**Objective**
Can you print, word for word, the lines of the records below, from the line containing "Note: pick out every instance of the atelier" through the end of the records, with both ends included?

┏━━

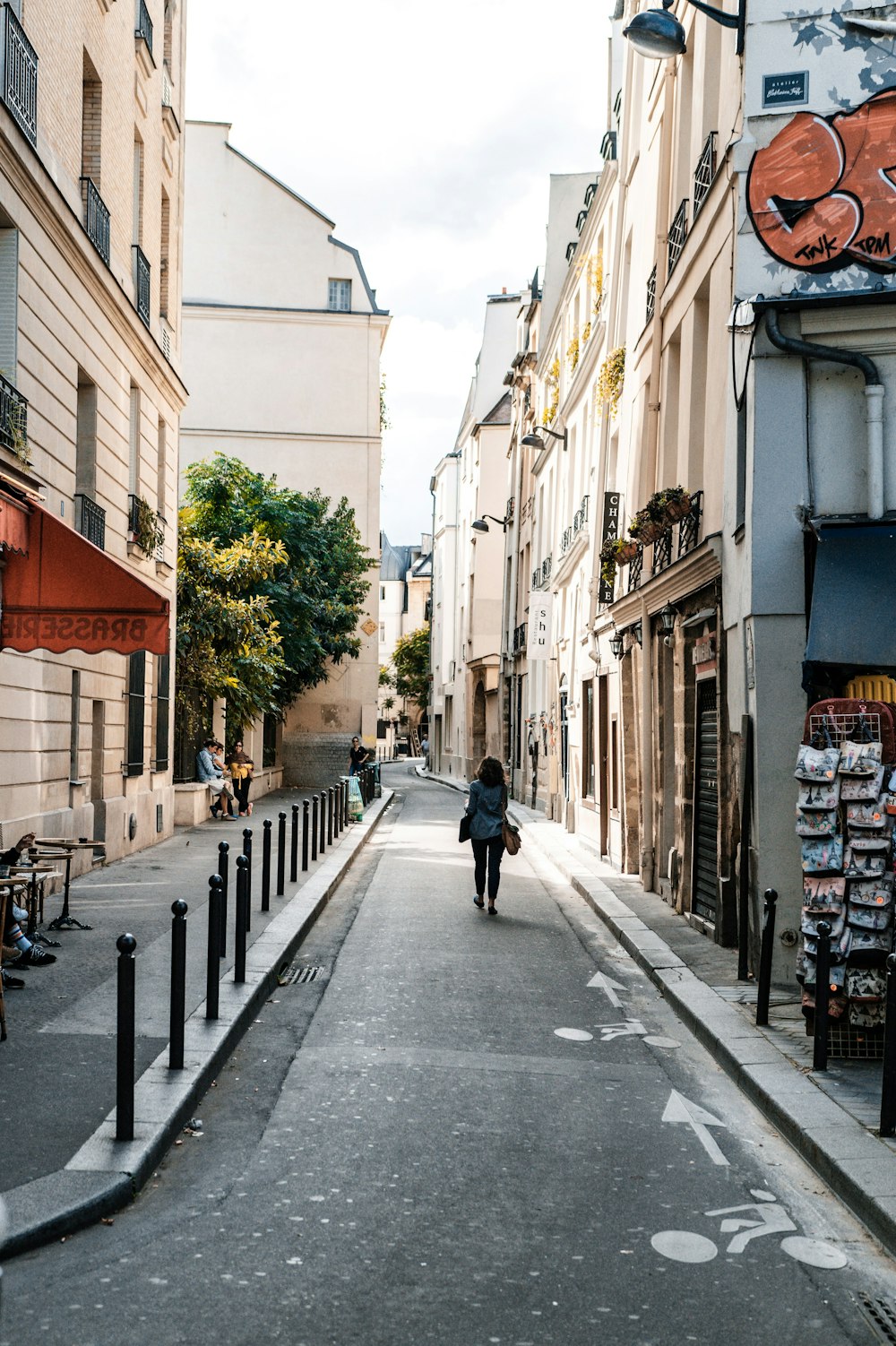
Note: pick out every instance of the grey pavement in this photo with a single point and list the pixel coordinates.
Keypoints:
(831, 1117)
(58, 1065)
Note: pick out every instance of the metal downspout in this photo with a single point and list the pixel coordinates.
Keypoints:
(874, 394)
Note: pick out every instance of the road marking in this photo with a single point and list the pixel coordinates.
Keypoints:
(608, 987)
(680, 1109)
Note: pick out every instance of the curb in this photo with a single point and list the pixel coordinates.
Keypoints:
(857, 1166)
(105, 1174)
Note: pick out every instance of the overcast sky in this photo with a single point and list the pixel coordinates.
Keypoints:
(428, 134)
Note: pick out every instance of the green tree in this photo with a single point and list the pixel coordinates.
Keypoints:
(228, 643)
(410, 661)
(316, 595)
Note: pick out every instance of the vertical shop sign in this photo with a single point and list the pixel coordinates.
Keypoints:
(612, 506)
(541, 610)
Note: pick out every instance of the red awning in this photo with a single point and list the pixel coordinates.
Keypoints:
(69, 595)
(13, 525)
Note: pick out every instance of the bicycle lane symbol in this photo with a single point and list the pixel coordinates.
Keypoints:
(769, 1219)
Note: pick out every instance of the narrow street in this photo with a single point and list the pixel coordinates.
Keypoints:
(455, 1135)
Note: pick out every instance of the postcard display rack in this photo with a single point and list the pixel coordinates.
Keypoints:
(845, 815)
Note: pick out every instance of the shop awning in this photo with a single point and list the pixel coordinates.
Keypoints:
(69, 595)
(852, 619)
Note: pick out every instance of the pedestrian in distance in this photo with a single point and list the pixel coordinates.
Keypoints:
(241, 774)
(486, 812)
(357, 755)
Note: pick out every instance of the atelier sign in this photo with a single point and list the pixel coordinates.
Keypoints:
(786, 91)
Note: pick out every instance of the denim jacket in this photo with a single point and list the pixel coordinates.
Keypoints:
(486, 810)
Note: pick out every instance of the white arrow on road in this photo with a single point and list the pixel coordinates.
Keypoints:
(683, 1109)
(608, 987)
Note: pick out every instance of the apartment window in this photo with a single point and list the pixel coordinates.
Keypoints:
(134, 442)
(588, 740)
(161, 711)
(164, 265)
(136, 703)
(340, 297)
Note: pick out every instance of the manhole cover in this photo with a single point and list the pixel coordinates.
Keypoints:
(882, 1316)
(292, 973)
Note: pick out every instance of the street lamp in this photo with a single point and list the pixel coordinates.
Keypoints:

┗━━

**Solution**
Note: pick out every instance of the atelier sign in this photo with a single point and list the pixel coordinates.
Keypoints:
(786, 91)
Note: pick out every instance of the denim jacket in this photo with a single point and list the pixel coordinates.
Keypoints:
(486, 810)
Note: pick out every instance of the white arrow on road in this photo with a single point and list the pixel coordinates.
Keypoints:
(683, 1109)
(608, 987)
Note: pick out every instance of the apartment window in this photo with a single point and list the pixel coordinates.
Keypoints:
(134, 442)
(588, 740)
(161, 711)
(164, 265)
(136, 703)
(340, 297)
Note: pick out every instance of the manhole cover in this photo with a single point and list the pixel coordinates.
Keypoints:
(882, 1316)
(292, 973)
Note: pick out every instance of the street lamp in this photo with a single point and list the pixel coordinates.
Keypoints:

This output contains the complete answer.